### Problem description
Reproduce the listing exactly, with no pictures in your copy.

(Object point labels)
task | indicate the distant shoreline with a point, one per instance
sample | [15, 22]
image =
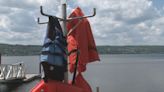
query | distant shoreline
[31, 50]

### Expected output
task | indicate the distant shoreline with a point, one per instance
sample | [15, 22]
image =
query | distant shoreline
[31, 50]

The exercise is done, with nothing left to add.